■ PROBLEMS TO WORK ON
1 > Reproduce the part of the Skyline forum reply that opens with the words containing "3. Set the filter" and closes with "same Skyline document.".
2 > Summarize the Skyline forum reply in two sentences.
3 > Carry the Skyline forum reply forward from its last sentence.

■ TEXT PASSAGE

╭──

Can't finish analysis.

 
 
Nick Shulman responded:  2020-12-25
The best way to remove all of the Precursors from your Skyline document is to use the Document Grid.

1. In the Document Grid, choose the report called "Transitions".
2. Right-click on the Fragment Ion column and choose "Filter".
3. Set the filter to:
Starts With
precursor
4. Select all of the rows by clicking the square at the top left of the Document Grid.
5. Use the Red X in the Document Grid's toolbar to remove all of the Precursor transitions from your document.

It is a little annoying that MSstats does not allow you to have precursors and product transitions in the same Skyline document.

If you do not need the advanced statistics that MSstats uses, you can use the Group Comparison feature that is built into Skyline.

╰──

■ DATASET ROWS

╭──

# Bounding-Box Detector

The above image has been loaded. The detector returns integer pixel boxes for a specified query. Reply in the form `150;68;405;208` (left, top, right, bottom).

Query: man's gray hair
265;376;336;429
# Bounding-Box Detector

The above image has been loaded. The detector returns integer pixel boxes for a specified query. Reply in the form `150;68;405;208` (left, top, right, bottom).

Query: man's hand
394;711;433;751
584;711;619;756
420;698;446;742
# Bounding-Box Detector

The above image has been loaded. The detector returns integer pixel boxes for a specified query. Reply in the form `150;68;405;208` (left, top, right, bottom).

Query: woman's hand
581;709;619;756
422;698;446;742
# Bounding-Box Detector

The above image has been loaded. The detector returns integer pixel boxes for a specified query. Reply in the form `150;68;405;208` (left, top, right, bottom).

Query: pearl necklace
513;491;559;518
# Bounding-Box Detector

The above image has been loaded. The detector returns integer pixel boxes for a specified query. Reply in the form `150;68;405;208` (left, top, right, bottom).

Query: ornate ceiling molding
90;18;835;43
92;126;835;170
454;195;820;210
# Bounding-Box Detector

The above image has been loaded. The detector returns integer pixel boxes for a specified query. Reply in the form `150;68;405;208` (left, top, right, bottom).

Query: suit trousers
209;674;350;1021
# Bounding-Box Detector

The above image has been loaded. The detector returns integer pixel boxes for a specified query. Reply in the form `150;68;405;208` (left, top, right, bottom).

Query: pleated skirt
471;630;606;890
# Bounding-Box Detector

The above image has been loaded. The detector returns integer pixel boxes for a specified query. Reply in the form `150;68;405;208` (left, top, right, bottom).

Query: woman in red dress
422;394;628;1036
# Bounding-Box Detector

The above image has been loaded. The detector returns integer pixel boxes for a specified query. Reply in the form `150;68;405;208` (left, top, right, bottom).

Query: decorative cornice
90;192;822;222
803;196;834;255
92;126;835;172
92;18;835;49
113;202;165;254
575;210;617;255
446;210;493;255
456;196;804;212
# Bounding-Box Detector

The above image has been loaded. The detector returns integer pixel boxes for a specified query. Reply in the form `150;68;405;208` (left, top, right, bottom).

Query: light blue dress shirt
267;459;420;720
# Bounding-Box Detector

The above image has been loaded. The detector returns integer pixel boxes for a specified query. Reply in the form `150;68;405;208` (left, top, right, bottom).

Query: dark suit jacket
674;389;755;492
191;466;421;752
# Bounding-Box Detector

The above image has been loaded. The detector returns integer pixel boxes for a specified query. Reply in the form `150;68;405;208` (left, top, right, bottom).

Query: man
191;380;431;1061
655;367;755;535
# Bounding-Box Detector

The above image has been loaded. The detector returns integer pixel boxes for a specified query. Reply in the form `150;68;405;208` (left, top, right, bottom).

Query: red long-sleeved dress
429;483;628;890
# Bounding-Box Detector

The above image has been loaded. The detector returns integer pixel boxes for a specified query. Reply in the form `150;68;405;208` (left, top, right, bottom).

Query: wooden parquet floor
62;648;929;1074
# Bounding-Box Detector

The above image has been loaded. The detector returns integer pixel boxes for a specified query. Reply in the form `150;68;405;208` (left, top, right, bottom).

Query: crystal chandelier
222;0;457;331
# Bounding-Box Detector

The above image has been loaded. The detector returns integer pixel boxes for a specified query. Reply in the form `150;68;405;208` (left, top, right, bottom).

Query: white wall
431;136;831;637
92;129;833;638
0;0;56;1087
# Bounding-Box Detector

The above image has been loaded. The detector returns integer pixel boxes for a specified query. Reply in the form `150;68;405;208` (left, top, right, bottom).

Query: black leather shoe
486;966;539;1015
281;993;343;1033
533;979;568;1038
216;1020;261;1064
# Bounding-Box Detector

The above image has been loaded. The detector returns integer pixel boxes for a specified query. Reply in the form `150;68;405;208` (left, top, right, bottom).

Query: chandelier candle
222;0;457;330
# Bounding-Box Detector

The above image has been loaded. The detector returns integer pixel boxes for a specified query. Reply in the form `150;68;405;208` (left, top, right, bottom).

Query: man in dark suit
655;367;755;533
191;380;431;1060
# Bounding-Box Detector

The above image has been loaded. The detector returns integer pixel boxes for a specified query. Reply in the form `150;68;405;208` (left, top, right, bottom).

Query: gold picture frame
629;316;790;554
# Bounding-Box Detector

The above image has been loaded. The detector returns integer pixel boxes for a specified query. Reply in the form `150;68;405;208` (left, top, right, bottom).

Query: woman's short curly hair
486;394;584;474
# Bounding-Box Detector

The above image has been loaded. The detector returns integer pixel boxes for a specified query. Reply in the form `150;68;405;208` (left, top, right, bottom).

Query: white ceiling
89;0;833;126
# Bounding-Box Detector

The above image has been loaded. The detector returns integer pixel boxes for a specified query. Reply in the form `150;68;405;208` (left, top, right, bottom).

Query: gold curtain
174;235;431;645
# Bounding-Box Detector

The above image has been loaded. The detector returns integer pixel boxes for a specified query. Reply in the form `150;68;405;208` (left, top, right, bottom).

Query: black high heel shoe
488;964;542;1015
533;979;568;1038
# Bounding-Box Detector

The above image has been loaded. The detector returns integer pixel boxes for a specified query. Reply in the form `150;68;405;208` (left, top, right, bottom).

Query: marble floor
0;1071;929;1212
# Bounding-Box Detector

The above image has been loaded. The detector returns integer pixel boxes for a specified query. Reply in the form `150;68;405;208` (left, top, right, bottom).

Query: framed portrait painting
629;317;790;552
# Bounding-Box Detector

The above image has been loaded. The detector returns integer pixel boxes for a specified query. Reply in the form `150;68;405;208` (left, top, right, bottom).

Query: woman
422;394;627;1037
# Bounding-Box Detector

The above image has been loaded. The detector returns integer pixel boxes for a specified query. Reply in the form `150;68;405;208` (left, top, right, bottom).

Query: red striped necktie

╰──

■ TASK-BY-TASK RESULTS
1 >
3. Set the filter to:
Starts With
precursor
4. Select all of the rows by clicking the square at the top left of the Document Grid.
5. Use the Red X in the Document Grid's toolbar to remove all of the Precursor transitions from your document.

It is a little annoying that MSstats does not allow you to have precursors and product transitions in the same Skyline document.

2 > To remove all precursors from a Skyline document, the reply recommends the Document Grid: choose the "Transitions" report, filter the Fragment Ion column for entries starting with "precursor", select all rows, and delete them with the red X. It notes that MSstats does not allow precursors and product transitions in the same document, and it points to Skyline's built-in Group Comparison feature for anyone who does not need MSstats' advanced statistics.

3 >
You can get to the Group Comparison feature in Skyline by going to:
View > Other Grids > Group Comparison > Add
You can learn more about this feature in the Group Comparison tutorial:
https://skyline.ms/wiki/home/software/Skyline/page.view?name=tutorial_grouped

By the way, when you changed the Transition Settings Filter to not include precursors, that probably removed most of the precursor transitions from your Document, but would have missed any of the Precursors where you have manually chosen the children. Another thing that probably would have worked to remove the precursor transitions from your document after you changed your transition filter settings would have been to go to:
Refine > Advanced
and choose "Auto Select All Transitions".

-- Nick
 
narjis fatima responded:  2021-01-12
Hi Nick,
Thanks for that. I tried removing all the precursors manually and then did the analysis again. I get this error now.
Can you have a look at my DIA_WT file attached here. I am doing skyline analysis for the first time and therefore, having lots of problems in solving the issues.


"C:\Users\nfat4617\Documents\R\R-3.6.1\bin\R.exe" -f "C:\Users\nfat4617\AppData\Local\Apps\2.0\Q8T163LM.9PM\XABHRLCJ.LXH\skyl..tion_e4141a2a22107248_0014.0002_2f1cb11a037aa924\Tools\MSstats\MSStatsGC.r" --slave --args "C:\Users\nfat4617\AppData\Local\Temp\MSstats_Group_Comparison_MSstats_Input.csv" "Drug treatments TP53ko" 1 FALSE FALSE FALSE -1

================================================================

** Loading the required statistical software packages in R .....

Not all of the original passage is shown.